Organiza en una lista numerada las líneas que aparecen a continuación, desde la que contiene "of the concrete" hasta la última, ambas incluidas. Omite las líneas en blanco.

(Entradas de identificación de ubicaciones)
------------------------------------
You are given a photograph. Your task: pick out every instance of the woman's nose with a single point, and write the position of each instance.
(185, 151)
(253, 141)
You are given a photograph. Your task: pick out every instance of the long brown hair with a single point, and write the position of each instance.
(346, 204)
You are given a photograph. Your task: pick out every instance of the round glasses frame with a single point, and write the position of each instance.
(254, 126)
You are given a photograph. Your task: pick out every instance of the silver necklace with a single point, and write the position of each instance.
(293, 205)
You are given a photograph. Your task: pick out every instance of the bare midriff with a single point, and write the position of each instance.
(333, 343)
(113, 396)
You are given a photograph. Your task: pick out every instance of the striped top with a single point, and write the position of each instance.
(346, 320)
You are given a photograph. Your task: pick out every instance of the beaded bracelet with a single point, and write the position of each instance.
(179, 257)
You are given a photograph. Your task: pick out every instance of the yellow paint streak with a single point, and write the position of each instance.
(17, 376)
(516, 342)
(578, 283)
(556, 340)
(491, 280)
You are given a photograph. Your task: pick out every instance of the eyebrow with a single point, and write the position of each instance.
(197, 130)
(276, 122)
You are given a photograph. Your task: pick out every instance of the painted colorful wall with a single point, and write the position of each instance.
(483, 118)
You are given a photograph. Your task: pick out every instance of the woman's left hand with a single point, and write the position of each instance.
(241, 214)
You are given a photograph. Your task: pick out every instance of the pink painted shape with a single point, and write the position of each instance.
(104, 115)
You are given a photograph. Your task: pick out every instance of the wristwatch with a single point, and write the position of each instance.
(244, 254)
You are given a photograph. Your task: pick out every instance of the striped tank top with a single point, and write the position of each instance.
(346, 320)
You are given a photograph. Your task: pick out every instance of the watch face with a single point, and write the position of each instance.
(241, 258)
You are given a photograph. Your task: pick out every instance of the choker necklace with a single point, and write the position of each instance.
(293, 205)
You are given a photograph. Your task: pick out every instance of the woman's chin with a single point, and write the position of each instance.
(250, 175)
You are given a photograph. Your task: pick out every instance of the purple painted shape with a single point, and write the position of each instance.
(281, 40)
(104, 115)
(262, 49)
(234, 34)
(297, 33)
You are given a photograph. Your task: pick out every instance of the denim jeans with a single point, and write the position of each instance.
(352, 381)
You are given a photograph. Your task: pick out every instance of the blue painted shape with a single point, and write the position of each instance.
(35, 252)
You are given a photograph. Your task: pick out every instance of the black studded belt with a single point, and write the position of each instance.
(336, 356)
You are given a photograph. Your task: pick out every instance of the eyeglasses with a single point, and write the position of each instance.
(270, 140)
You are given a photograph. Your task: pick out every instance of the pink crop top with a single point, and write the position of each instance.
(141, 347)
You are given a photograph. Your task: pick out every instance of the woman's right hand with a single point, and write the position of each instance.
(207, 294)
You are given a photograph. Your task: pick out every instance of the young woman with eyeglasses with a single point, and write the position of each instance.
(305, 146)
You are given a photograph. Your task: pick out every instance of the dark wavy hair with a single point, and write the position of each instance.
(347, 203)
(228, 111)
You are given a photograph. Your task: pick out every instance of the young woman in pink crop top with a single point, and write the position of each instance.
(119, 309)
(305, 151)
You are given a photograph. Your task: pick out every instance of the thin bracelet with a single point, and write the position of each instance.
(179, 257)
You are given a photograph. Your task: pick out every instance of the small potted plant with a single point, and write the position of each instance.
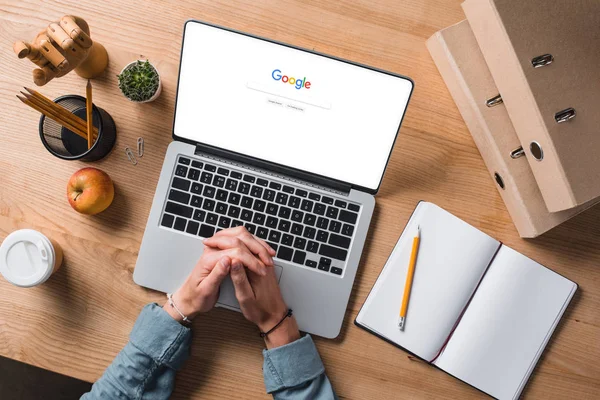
(140, 82)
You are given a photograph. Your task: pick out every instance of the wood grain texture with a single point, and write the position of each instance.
(78, 321)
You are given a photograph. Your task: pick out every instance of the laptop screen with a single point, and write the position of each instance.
(288, 106)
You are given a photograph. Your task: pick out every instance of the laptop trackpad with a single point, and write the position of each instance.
(227, 297)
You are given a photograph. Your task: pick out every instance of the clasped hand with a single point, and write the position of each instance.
(249, 261)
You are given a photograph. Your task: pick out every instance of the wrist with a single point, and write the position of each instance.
(285, 333)
(180, 306)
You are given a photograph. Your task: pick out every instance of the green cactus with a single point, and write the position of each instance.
(139, 81)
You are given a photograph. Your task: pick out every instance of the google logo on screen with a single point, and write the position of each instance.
(298, 83)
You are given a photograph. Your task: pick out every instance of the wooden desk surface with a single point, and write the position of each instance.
(77, 322)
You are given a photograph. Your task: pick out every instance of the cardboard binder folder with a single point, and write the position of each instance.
(543, 56)
(463, 68)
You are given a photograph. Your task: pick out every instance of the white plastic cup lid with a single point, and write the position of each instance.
(26, 258)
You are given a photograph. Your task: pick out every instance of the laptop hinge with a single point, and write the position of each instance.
(274, 169)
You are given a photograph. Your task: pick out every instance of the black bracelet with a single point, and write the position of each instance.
(288, 314)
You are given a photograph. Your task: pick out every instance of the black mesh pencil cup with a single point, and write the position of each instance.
(68, 145)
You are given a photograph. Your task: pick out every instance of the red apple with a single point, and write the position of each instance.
(90, 191)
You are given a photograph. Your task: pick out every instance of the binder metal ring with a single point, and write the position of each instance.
(494, 101)
(564, 115)
(518, 152)
(542, 61)
(499, 180)
(536, 151)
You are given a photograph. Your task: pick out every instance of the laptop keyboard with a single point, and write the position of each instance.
(304, 227)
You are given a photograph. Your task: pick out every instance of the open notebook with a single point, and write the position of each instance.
(478, 310)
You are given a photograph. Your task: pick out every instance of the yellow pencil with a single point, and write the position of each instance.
(88, 112)
(409, 278)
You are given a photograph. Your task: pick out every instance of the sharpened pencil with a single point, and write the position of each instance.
(409, 278)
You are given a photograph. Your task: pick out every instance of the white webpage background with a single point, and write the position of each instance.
(347, 135)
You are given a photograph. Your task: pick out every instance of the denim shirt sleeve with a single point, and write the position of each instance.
(295, 371)
(146, 367)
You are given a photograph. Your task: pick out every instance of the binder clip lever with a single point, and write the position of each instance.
(541, 61)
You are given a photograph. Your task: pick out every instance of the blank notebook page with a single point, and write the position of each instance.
(507, 325)
(452, 257)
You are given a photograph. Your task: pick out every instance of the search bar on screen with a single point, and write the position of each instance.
(289, 95)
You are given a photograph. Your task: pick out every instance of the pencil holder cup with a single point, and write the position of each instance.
(68, 145)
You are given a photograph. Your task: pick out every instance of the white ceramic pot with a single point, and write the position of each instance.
(155, 96)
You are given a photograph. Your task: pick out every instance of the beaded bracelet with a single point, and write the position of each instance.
(172, 304)
(287, 315)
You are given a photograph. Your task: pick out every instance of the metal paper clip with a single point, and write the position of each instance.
(130, 155)
(140, 147)
(494, 101)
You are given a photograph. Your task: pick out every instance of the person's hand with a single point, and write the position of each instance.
(200, 291)
(259, 295)
(261, 302)
(236, 239)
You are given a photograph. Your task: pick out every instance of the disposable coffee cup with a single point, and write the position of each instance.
(28, 258)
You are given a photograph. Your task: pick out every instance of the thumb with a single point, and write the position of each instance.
(243, 289)
(213, 281)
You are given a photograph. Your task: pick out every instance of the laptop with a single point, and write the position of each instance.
(291, 144)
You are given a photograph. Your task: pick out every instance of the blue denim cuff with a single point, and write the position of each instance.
(158, 335)
(291, 365)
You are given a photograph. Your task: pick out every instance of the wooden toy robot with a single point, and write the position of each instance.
(63, 46)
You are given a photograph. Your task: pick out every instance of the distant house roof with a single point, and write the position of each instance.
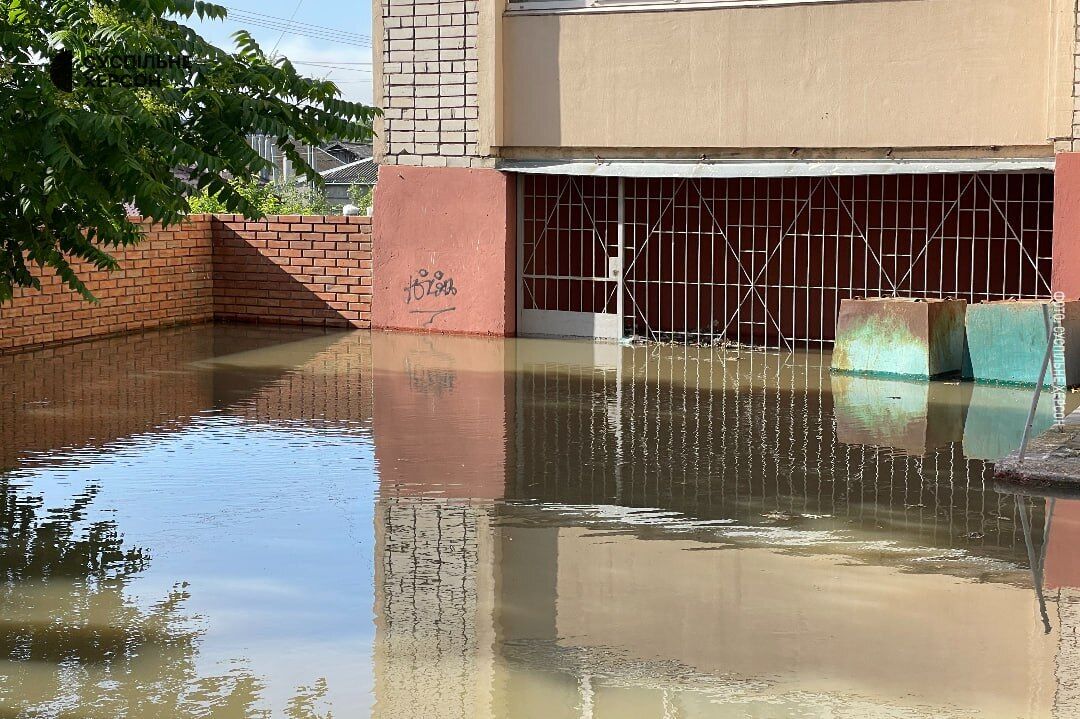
(361, 172)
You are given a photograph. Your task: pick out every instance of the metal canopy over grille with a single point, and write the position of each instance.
(766, 261)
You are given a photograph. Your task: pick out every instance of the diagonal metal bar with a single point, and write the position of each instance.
(1015, 235)
(547, 222)
(862, 234)
(937, 229)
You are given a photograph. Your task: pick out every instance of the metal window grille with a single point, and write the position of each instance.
(766, 261)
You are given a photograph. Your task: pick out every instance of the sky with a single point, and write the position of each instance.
(325, 38)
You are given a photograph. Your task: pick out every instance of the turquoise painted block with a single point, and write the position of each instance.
(1007, 341)
(900, 336)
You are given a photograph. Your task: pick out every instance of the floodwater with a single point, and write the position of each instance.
(246, 521)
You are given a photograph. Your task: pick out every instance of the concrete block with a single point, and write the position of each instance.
(1007, 341)
(900, 336)
(913, 416)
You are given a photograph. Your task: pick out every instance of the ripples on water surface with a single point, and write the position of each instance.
(241, 521)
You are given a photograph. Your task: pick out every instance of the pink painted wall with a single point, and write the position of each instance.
(1065, 275)
(444, 256)
(443, 415)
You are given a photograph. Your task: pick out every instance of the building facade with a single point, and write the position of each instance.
(718, 171)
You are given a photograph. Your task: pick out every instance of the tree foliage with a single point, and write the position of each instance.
(268, 198)
(69, 161)
(362, 195)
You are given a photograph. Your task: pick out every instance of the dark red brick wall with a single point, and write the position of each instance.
(310, 270)
(165, 280)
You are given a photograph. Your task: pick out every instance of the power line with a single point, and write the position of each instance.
(291, 18)
(334, 67)
(324, 37)
(296, 24)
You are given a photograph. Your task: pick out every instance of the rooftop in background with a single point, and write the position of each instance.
(361, 172)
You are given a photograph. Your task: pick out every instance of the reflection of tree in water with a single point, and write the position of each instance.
------------------------------------
RESPUESTA ESCRITA:
1. You are given a photograph. Your task: pick out every instance of the concrete block with a single point, and write the position of each instance.
2. (1007, 341)
3. (900, 336)
4. (913, 416)
5. You are given a photograph. Your task: pick out every instance of the ripples on water surface with a single point, and write the position of each instance.
6. (241, 521)
7. You are given a photograph. Your task: pick out every instance of the pink painted wall with a single point, and write the position of each instance.
8. (1065, 275)
9. (444, 256)
10. (443, 415)
11. You are given a photograph. Your task: pick out every instance of the building facade with a single point, and write the position of each instance.
12. (718, 171)
13. You are given a photograph. Your task: pick out every instance of the tree foliage with a single point, and write the position of each instance.
14. (268, 198)
15. (69, 161)
16. (362, 195)
17. You are given a photograph. Your task: pick out every instance of the dark red brick wall with a single point, and write the position of each instance.
18. (310, 270)
19. (165, 280)
20. You are given a photograph. Your task: pick out every instance of the power line with a single point, and write the position of each instance.
21. (291, 18)
22. (334, 67)
23. (324, 37)
24. (296, 24)
25. You are given a photograph. Your task: pick out every instance of the rooftop in background with a single point, and write the position of each instance.
26. (361, 172)
27. You are given a photograph. Your task: pick out every instance of the reflection of tree in water with a single point, and write the position of each instance.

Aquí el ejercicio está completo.